BEGIN Supplied data
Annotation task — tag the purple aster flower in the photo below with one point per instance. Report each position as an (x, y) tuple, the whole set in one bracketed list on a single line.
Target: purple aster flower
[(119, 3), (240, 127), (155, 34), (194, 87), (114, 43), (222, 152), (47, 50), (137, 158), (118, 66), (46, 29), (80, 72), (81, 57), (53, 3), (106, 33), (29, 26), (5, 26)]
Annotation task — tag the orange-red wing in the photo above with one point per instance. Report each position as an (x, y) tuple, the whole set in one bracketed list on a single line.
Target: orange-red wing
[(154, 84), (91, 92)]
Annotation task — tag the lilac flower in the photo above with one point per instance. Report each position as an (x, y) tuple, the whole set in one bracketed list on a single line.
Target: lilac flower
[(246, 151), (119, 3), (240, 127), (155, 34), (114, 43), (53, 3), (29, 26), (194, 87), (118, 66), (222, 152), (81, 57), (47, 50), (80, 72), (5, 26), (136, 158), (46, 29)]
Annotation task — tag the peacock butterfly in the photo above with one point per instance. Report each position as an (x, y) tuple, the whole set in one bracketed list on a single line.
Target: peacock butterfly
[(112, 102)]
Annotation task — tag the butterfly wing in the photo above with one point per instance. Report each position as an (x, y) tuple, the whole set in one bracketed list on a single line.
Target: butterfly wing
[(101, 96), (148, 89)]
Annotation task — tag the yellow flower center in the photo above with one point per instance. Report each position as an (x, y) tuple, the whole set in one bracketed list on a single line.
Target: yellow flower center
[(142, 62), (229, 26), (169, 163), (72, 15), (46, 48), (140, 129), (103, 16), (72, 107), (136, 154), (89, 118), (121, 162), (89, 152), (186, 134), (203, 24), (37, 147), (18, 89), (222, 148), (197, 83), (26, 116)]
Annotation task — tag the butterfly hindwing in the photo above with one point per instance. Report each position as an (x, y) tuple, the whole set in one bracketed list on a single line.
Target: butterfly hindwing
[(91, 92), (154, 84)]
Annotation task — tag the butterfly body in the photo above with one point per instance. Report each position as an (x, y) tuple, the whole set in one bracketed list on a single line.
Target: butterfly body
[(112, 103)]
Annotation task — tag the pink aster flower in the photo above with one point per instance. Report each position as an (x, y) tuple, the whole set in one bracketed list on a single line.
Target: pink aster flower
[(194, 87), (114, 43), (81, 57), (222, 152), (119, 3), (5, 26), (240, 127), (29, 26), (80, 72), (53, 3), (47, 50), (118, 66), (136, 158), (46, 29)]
END Supplied data
_Problem details_
Could you rename "Annotation task" to "Labeling job" throughout the entries above and write them all out again with nothing else changed?

_Final answer_
Labeling job — tag the purple aster flower in the photo below with one point per instance. Report each position as an (x, y) tuple, the whole set in one bracketed list on a single line.
Target: purple aster flower
[(119, 3), (240, 127), (155, 34), (194, 87), (114, 43), (222, 152), (47, 50), (137, 158), (118, 66), (46, 29), (80, 72), (81, 57), (53, 3), (106, 33), (29, 26), (5, 26)]
Labeling job — tag the orange-red wing in the photo above with one point per instance. Report each position as an (x, y) tuple, the whole set in one bracketed list on a single line.
Target: orange-red wing
[(154, 84), (91, 92)]
Labeling job — tag the lilac flower in the photo above with one point per instance. Report each position as an (x, y) tuple, the whole set in one bracketed list on a single line.
Target: lilac flower
[(246, 151), (119, 3), (240, 127), (155, 34), (114, 43), (53, 3), (29, 26), (194, 87), (118, 66), (222, 152), (81, 57), (47, 50), (80, 72), (5, 26), (136, 158), (46, 29)]
Labeling job — tag the peacock butterfly in the photo above with one point per instance. Report each position as an (x, y) tuple, the whole set in one bracketed list on a single line.
Target: peacock butterfly
[(112, 102)]
Labeling job — tag the butterfly wing in the photo above with one point per instance. Report each position as an (x, y) tuple, the whole set in one bracketed list on a single line.
Target: butterfly wing
[(101, 96), (148, 89)]
Labeling job — tag the yellow flower center in the photo above with one point per instance. Report each position as an (x, y) tuple, the whole set in one bracketed list on a single line.
Target: yellow flower center
[(142, 62), (229, 26), (169, 163), (72, 15), (46, 48), (140, 129), (103, 16), (72, 107), (136, 154), (89, 118), (121, 162), (89, 152), (186, 134), (203, 24), (37, 147), (18, 89), (222, 148), (197, 83), (26, 116)]
Labeling job — tag the butterfly hindwing in the photo above with one point per instance. Report each position as an (x, y) tuple, the whole set in one bracketed list on a single line.
Target: butterfly hindwing
[(91, 92), (154, 84)]
Labeling job — tag the butterfly body in the photo above with one point per instance. Report each position as an (x, y) tuple, the whole set in one bracketed list on a single line.
Target: butterfly body
[(112, 103)]
Labeling job — tag the pink aster flower in the photo above with one point per instance. Report each position as an (x, y) tuple, the whole set in one bracketed list on a single line.
Target: pink aster flower
[(194, 87), (114, 43), (81, 57), (222, 152), (119, 3), (5, 26), (240, 127), (29, 26), (80, 72), (53, 3), (47, 50), (118, 66), (136, 158), (46, 29)]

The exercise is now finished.